Exercise objective »
Write out all the material exactly. Leave nothing out.

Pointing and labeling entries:
□ □ □ □ □

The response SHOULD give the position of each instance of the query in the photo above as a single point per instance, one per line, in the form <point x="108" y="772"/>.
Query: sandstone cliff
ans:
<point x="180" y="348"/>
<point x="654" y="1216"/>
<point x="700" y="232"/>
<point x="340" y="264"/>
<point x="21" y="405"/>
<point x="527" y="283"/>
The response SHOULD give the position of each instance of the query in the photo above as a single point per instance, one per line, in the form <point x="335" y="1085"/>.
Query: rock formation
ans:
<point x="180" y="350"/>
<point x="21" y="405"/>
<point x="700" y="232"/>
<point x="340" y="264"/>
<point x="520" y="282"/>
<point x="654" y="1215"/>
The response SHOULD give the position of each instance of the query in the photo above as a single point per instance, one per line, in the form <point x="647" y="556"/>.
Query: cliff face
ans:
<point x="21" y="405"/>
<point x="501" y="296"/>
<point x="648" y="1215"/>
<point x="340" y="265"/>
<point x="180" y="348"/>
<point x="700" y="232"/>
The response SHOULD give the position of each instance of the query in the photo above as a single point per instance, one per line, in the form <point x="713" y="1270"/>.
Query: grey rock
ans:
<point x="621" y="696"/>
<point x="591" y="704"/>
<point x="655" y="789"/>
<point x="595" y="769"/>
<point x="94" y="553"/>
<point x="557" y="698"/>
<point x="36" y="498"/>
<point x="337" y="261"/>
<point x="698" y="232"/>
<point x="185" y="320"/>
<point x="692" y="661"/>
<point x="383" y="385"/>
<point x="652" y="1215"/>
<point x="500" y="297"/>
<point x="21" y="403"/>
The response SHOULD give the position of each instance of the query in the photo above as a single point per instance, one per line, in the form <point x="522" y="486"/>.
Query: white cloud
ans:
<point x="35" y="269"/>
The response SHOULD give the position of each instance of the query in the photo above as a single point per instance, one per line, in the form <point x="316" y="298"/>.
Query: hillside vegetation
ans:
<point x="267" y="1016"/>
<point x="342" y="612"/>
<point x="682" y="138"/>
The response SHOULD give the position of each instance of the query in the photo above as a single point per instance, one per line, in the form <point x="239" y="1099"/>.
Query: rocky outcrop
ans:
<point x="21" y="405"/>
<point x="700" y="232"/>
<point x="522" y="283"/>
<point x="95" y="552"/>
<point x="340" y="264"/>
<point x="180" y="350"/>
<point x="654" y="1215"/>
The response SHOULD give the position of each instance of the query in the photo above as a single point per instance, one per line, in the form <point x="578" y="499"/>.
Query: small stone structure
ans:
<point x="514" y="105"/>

□ □ □ □ □

The result »
The response SHOULD give the position of each instance of the query in the photo above as a single point per instance, one per line, in the form <point x="108" y="772"/>.
Query: sandstone cliff
ans:
<point x="180" y="348"/>
<point x="654" y="1216"/>
<point x="700" y="232"/>
<point x="340" y="264"/>
<point x="21" y="405"/>
<point x="527" y="283"/>
The response SHOULD give the position of each instance of the query in the photo above as a single point per instance, one per line, in the form <point x="335" y="1085"/>.
Query: rock formation
ans:
<point x="180" y="350"/>
<point x="21" y="405"/>
<point x="700" y="232"/>
<point x="340" y="264"/>
<point x="520" y="282"/>
<point x="654" y="1215"/>
The response SHOULD give the position of each instance of the query in the photo above as a single point per instance, one per line, in the form <point x="647" y="556"/>.
Query: cliff face
ans:
<point x="21" y="405"/>
<point x="501" y="296"/>
<point x="648" y="1215"/>
<point x="340" y="265"/>
<point x="180" y="348"/>
<point x="700" y="232"/>
The response SHOULD give the position of each instance of the query in the photo above as a single point per instance, one per line, in the form <point x="713" y="1270"/>.
Query: grey rock
ans:
<point x="621" y="696"/>
<point x="591" y="704"/>
<point x="655" y="789"/>
<point x="595" y="769"/>
<point x="94" y="553"/>
<point x="557" y="698"/>
<point x="36" y="498"/>
<point x="337" y="261"/>
<point x="698" y="232"/>
<point x="185" y="320"/>
<point x="692" y="661"/>
<point x="383" y="385"/>
<point x="652" y="1215"/>
<point x="500" y="297"/>
<point x="21" y="403"/>
The response SHOULD give the position of each instance of the query in the photo above as a single point per instance, one per line, in the form <point x="522" y="486"/>.
Query: white cloud
ans:
<point x="35" y="269"/>
The response SHOULD give the position of each instance of the query in the photo above as a single point per instance, one per line, in the form <point x="316" y="298"/>.
Query: hillside vegetation
ans:
<point x="267" y="1016"/>
<point x="342" y="612"/>
<point x="682" y="138"/>
The response SHOULD give the position of each instance of the query in the photo above as a single point per instance, one per line, in the form <point x="239" y="1099"/>.
Query: rocky outcrop
ans:
<point x="21" y="405"/>
<point x="700" y="232"/>
<point x="522" y="283"/>
<point x="95" y="552"/>
<point x="340" y="264"/>
<point x="180" y="350"/>
<point x="654" y="1215"/>
The response SHOULD give the position of each instance of the query in the photo above as a single point per instance, one per line, in the form <point x="578" y="499"/>.
Query: small stone structure
ans:
<point x="514" y="105"/>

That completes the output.